● What the task requires
Restate word for word the lines from the one containing "Teacher note: have the class pick out the white" through the end of the listing below, with both ends included.

**** The input ****

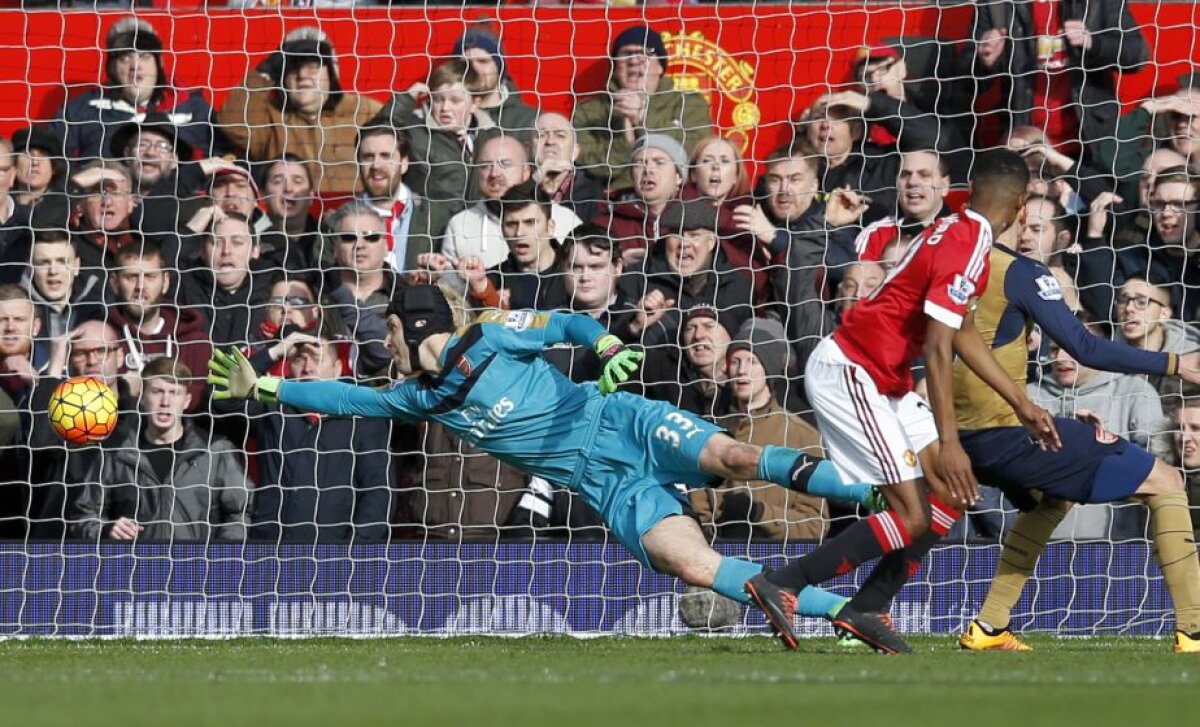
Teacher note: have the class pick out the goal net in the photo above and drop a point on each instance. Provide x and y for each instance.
(714, 184)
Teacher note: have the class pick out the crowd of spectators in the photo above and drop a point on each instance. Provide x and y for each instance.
(141, 228)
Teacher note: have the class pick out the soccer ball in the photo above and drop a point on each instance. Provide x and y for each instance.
(83, 409)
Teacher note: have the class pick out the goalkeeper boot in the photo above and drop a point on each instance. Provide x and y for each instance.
(977, 638)
(871, 629)
(849, 641)
(1187, 643)
(778, 604)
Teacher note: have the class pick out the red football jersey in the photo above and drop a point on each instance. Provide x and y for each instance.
(941, 270)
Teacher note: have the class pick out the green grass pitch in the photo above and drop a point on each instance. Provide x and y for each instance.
(606, 682)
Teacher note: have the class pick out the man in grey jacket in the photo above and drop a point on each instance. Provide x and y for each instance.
(169, 482)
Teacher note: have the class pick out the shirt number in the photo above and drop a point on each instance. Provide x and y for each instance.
(682, 427)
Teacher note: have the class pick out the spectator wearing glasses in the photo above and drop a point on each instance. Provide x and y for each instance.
(360, 282)
(294, 102)
(225, 287)
(1146, 319)
(1169, 253)
(150, 326)
(639, 101)
(502, 162)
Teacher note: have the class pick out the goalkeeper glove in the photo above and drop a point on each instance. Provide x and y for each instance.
(617, 362)
(233, 376)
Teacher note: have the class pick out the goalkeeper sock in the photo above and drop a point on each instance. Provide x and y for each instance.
(871, 538)
(731, 577)
(796, 470)
(1023, 547)
(899, 566)
(733, 572)
(1176, 550)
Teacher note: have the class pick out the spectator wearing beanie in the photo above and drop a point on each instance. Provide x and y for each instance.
(136, 84)
(633, 216)
(755, 365)
(493, 90)
(640, 100)
(293, 103)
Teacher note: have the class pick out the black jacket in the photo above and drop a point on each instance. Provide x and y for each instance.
(323, 479)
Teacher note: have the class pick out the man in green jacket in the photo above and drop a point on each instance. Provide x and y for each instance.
(639, 101)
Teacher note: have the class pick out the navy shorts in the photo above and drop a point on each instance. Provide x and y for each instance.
(1092, 466)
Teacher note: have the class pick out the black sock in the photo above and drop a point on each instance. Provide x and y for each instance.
(857, 544)
(892, 572)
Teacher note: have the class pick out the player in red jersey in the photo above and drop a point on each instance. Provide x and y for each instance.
(876, 428)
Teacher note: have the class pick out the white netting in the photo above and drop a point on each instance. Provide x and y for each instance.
(351, 148)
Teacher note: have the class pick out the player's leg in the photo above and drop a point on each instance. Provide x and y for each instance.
(1023, 548)
(1175, 547)
(732, 460)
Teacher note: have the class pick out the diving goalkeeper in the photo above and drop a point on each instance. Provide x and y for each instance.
(489, 383)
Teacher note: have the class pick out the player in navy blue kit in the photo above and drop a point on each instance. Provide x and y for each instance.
(1093, 466)
(490, 384)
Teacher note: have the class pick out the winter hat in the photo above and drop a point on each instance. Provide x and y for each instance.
(667, 144)
(766, 338)
(485, 42)
(645, 37)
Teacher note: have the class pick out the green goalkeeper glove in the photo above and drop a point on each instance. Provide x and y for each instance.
(617, 361)
(233, 376)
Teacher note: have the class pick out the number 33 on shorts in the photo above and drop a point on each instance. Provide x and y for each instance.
(677, 427)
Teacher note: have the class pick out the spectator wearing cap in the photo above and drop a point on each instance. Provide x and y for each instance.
(293, 102)
(529, 276)
(738, 509)
(640, 100)
(323, 479)
(41, 167)
(493, 91)
(813, 235)
(681, 272)
(834, 127)
(1057, 65)
(502, 162)
(631, 217)
(233, 190)
(690, 374)
(409, 220)
(445, 132)
(136, 84)
(556, 150)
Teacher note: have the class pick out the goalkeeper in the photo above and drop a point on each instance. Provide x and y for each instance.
(490, 384)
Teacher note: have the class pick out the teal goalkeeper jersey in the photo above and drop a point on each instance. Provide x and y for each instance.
(495, 391)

****

● Written response
Teacher note: have the class pick out the white netting in the photo above and drop a point on each instance. Provide x and y for each instance.
(351, 148)
Teacher note: have the class pick out the player's leg in the photo above and drop a point on each instance. Provide x and y for each instance.
(1023, 548)
(1175, 547)
(732, 460)
Teacher note: have the class pick out the diving goalkeeper in the photo above and drop a point on each instance. Provide x and y for each instance.
(489, 383)
Teacher note: have the class pick out the player in navy blue kit in the photo above and drop a point on each instance. Provide x and y for each instance.
(1093, 466)
(490, 384)
Teacher note: have the class pick out the winter hat in the photo above and drop a point on each instance. Provide x and y for each instance.
(667, 144)
(766, 338)
(485, 42)
(645, 37)
Teacher note: have the class pick out the green goalkeeper glove in the photo above and drop a point on each instance. Provide x and y for each instance.
(617, 361)
(233, 376)
Teacher note: have the class pick out the number 33 on shorts in the photo above and drop a point on each instance. Provide x and y for each instance.
(677, 427)
Teacher note: have the class pick out the spectator wearing cap in the photo above and drop a point on each instance. Provide x and y for each instance.
(293, 102)
(529, 276)
(738, 509)
(640, 100)
(323, 479)
(41, 167)
(493, 91)
(813, 235)
(681, 272)
(834, 127)
(1057, 65)
(502, 162)
(631, 217)
(233, 190)
(690, 374)
(409, 220)
(445, 132)
(136, 84)
(556, 150)
Teacher note: have the class pick out the goalkeeper in the photo above and drop a point on each instance. Provide x and y for each instance.
(490, 384)
Teacher note: have the class pick out the teal goalkeeper jersey in the photo above and drop a point on each instance. Provide x and y for each instance.
(495, 391)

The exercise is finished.